**Materials provided**

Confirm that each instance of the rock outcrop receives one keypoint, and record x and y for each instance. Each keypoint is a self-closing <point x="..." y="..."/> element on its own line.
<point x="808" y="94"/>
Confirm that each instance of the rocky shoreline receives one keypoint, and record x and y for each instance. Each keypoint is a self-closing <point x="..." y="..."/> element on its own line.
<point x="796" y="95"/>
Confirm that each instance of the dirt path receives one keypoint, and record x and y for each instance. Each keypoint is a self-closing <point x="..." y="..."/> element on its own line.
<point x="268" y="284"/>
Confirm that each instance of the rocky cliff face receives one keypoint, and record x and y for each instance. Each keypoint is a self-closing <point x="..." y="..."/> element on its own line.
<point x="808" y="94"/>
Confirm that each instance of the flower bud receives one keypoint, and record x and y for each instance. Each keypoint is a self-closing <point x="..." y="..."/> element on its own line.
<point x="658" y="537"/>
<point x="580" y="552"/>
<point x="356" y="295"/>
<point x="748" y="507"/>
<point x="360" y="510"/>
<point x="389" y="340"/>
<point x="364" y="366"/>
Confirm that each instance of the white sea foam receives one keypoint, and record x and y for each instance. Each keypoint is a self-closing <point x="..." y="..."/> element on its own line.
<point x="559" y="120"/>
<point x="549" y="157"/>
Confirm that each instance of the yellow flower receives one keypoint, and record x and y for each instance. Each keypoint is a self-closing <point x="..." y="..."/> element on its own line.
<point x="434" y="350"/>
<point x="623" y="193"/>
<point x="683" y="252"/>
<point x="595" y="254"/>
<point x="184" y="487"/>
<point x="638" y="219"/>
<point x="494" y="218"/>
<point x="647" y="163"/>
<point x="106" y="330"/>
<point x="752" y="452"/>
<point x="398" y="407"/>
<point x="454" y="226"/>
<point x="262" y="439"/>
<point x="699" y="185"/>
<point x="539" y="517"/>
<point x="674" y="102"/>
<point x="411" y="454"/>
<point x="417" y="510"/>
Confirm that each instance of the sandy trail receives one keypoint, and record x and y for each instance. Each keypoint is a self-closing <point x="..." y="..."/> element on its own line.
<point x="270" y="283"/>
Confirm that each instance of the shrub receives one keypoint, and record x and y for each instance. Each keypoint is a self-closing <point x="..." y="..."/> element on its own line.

**Exercise**
Reproduce all entries. Keep them exact.

**Written reply**
Confirm that each instance of the rock outcrop receives one keypoint, and record x and y for each instance. Each keypoint is a self-closing <point x="..." y="..."/> element on its own line.
<point x="808" y="94"/>
Confirm that each instance of the rocky shoreline receives one keypoint, and record x and y for each instance. Each keypoint is a self-closing <point x="..." y="..."/> element on its own line.
<point x="796" y="95"/>
Confirm that each instance of the dirt path receives one keypoint, and record x and y for each instance. Each keypoint is a self-closing <point x="..." y="..."/> element on its own line.
<point x="268" y="284"/>
Confirm that each instance of the rocky cliff face receives one keypoint, and record x and y for each instance. Each keypoint is a self-closing <point x="..." y="..."/> element on its own line.
<point x="808" y="94"/>
Confirm that each instance of the flower bud receives one keypoint, and record x and y for each instance. Each keypoint is a self-closing <point x="..." y="..."/> element on its own line.
<point x="658" y="537"/>
<point x="580" y="552"/>
<point x="356" y="295"/>
<point x="748" y="507"/>
<point x="360" y="510"/>
<point x="389" y="340"/>
<point x="364" y="366"/>
Confirm that each instance of the white sea foam receives one keypoint, and record x and y for each instance. Each keypoint is a self-closing <point x="..." y="..."/> element on its own line.
<point x="559" y="120"/>
<point x="549" y="157"/>
Confirm that each instance of the yellow flower receives one keypoint, and record x and y for each instance. Each keypoint is a self-closing <point x="..." y="..."/> element on its own line.
<point x="434" y="350"/>
<point x="623" y="193"/>
<point x="683" y="252"/>
<point x="595" y="254"/>
<point x="184" y="487"/>
<point x="638" y="219"/>
<point x="494" y="218"/>
<point x="647" y="163"/>
<point x="106" y="330"/>
<point x="752" y="452"/>
<point x="398" y="407"/>
<point x="454" y="226"/>
<point x="262" y="439"/>
<point x="699" y="185"/>
<point x="539" y="517"/>
<point x="674" y="102"/>
<point x="411" y="454"/>
<point x="417" y="510"/>
Confirm that each instance of the sandy trail receives one keypoint, and record x and y for each instance. Each keypoint is a self-closing <point x="..." y="..."/> element on its own line.
<point x="270" y="283"/>
Confirm that each instance of the shrub receives one keypoint, and record x and y for each instance. Each keypoint is a self-closing <point x="..." y="..."/> element on its own line.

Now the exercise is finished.